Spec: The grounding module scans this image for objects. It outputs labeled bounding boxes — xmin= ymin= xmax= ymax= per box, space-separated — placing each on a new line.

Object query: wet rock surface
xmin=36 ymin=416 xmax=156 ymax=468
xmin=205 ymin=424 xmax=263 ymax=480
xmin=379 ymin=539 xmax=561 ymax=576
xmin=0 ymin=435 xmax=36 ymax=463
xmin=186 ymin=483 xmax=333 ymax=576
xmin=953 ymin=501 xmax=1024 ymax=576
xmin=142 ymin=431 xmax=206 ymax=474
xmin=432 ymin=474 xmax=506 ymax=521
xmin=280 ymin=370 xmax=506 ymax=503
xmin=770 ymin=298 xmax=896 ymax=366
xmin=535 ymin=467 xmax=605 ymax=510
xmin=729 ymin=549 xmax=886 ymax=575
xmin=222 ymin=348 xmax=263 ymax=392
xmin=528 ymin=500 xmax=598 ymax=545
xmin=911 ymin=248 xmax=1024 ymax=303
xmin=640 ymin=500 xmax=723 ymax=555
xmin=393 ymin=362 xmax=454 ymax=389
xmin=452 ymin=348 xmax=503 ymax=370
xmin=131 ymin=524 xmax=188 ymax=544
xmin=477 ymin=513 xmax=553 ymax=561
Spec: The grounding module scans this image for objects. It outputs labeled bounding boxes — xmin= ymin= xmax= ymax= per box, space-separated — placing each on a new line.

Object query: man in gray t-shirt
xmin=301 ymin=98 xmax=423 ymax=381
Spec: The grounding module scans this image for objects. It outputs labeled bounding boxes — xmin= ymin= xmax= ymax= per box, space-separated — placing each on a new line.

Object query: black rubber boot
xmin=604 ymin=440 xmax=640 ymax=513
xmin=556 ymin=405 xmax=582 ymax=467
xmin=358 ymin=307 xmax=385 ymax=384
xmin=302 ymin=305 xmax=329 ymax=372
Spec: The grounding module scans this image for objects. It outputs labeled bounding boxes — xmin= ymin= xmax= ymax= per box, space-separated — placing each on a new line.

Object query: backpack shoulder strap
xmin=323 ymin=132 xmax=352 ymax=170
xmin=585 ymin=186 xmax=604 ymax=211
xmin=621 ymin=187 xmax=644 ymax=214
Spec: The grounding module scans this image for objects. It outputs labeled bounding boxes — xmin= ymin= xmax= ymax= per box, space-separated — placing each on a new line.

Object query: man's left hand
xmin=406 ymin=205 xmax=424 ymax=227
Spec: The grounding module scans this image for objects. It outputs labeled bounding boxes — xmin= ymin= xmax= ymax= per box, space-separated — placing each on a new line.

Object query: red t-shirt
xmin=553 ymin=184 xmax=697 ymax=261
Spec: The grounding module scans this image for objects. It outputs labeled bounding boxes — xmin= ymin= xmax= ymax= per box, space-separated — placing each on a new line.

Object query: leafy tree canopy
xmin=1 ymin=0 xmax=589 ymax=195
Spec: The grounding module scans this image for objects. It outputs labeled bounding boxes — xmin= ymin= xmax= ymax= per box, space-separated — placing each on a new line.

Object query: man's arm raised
◆ ◆ ◆ ◆ ◆
ASSIGNED TASK: Make an exact copy of the records.

EXERCISE OUTPUT:
Spec: The grounding module scans this image for objects. It outputs labeled bounding boxes — xmin= ymin= xmax= ymax= per box, space-separated — placing each on a new line.

Object query: wet rock surface
xmin=36 ymin=416 xmax=156 ymax=468
xmin=205 ymin=424 xmax=263 ymax=480
xmin=379 ymin=539 xmax=561 ymax=576
xmin=0 ymin=435 xmax=36 ymax=463
xmin=186 ymin=483 xmax=333 ymax=576
xmin=953 ymin=501 xmax=1024 ymax=576
xmin=142 ymin=431 xmax=206 ymax=474
xmin=432 ymin=474 xmax=506 ymax=521
xmin=280 ymin=370 xmax=506 ymax=503
xmin=770 ymin=298 xmax=896 ymax=366
xmin=535 ymin=467 xmax=605 ymax=510
xmin=729 ymin=549 xmax=886 ymax=575
xmin=222 ymin=348 xmax=263 ymax=392
xmin=528 ymin=500 xmax=598 ymax=545
xmin=911 ymin=248 xmax=1024 ymax=303
xmin=640 ymin=500 xmax=723 ymax=555
xmin=393 ymin=362 xmax=454 ymax=389
xmin=452 ymin=348 xmax=503 ymax=370
xmin=131 ymin=524 xmax=188 ymax=544
xmin=477 ymin=513 xmax=553 ymax=561
Spec: The grounding module scans this image for objects. It outputs labeled bounding boxes — xmin= ymin= xmax= ymax= per box, space-separated — placing each on a new line.

Object query: man in gray t-shirt
xmin=301 ymin=98 xmax=423 ymax=381
Spec: The grounding module scans this image for objects. It outputs labeled bounding boxes — xmin= ymin= xmax= ymax= per box, space-separated — placing each on a new line.

Object query: black rubber boot
xmin=604 ymin=440 xmax=640 ymax=513
xmin=556 ymin=405 xmax=582 ymax=467
xmin=358 ymin=307 xmax=385 ymax=384
xmin=302 ymin=305 xmax=329 ymax=372
Spec: The grounding module scans this image for objects. It outputs labeled bounding boxes — xmin= ymin= xmax= ymax= per box, space-separated — placing each on a new line.

Object query: backpack shoulder strap
xmin=323 ymin=132 xmax=352 ymax=170
xmin=585 ymin=186 xmax=604 ymax=211
xmin=621 ymin=187 xmax=644 ymax=214
Spec: The grounding module scans this image for objects. It outputs labeled bounding boxes — xmin= ymin= xmax= ymax= per box, space-separated — placing each on a new line.

Object query: man's left hand
xmin=406 ymin=205 xmax=424 ymax=227
Spec: The grounding module scans this image for objects. It outputs labeled bounding boxes — xmin= ymin= xmax= ymax= per box, space-separated — placing each on a new line.

Object query: red t-shirt
xmin=553 ymin=184 xmax=697 ymax=261
Spec: The grounding module scans this image for objects. It outputs labeled bounding boxes — xmin= ymin= xmax= ymax= per box, space-separated — placing each on a new line.

Object query: leafy tree canopy
xmin=1 ymin=0 xmax=589 ymax=195
Spec: The grounding module scans this image for objects. It outputs labeled bounding boxes — xmin= ymin= xmax= ymax= per box, space-separated — placing each on a new line.

Object query: man's arm raised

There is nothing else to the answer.